Метки точек объектов:
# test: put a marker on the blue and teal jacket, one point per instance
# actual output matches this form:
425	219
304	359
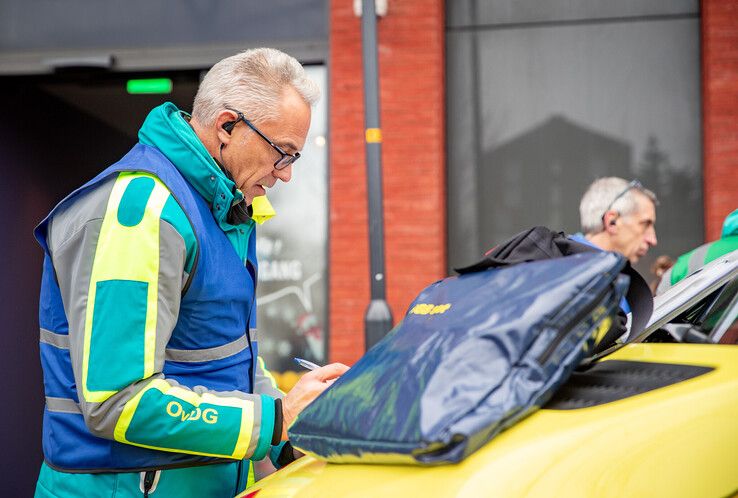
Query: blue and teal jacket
147	315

§ Цель задания
Перечислите все строки приведенных выше записей, в которых есть слово «teal». Регистр букв учитывается.

§ Письменный ответ
# test: put a marker on the blue and teal jacket, one point per instance
Query: blue and teal jacket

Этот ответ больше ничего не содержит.